• Selection:
---------------

You only have to ask Jesus ONCE to come into your life. ONCE.

Ok, let’s put your Sola Scriptura to the test. Where does it say that in your Bible? Where does it say once is enough?


If you’ve been born again, and made a new creation, there is no repeat birth required. I adopted 2 children while I lived in the Philippines. They both were adopted once. I didn’t need to repeat their adoption every time they screwed up.

There is also my much loved passage in Hebrews, that I had never noticed until one of these thread a few weeks ago. I’ve posted it so often you ought to be able to recite it from memory now... ;>)

“13 Since that time he waits for his enemies to be made his footstool, 14 because by one sacrifice he has made perfect forever those who are being made holy.”

“has made perfect forever” - justification

“those who are being made holy” - sanctification


“The BIBLE says in Acts 2:46 to partake of the Eucharist EVERY DAY. That’s what the Apostles did!”

---------------

• Recorded data:
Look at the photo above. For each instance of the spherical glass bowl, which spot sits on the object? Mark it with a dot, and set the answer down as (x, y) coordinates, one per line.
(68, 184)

---------------

• Set problem 1: According to the exchange about asking Jesus into one's life, why does the writer hold that asking once is enough? Answer in one to three sentences.
• Set problem 2: From the exchange about asking Jesus into one's life, copy out word for word the part that opens with the words containing "You only have" and closes with "memory now... ;>)".
The lines that come after the exchange are separate material.

• Exercise solution 1: The writer says that someone who has been born again and made a new creation needs no repeat birth. The writer compares this to adopting two children in the Philippines, who were each adopted only once and did not need to be adopted again every time they misbehaved.

• Exercise solution 2:
You only have to ask Jesus ONCE to come into your life. ONCE.

Ok, let’s put your Sola Scriptura to the test. Where does it say that in your Bible? Where does it say once is enough?


If you’ve been born again, and made a new creation, there is no repeat birth required. I adopted 2 children while I lived in the Philippines. They both were adopted once. I didn’t need to repeat their adoption every time they screwed up.

There is also my much loved passage in Hebrews, that I had never noticed until one of these thread a few weeks ago. I’ve posted it so often you ought to be able to recite it from memory now... ;>)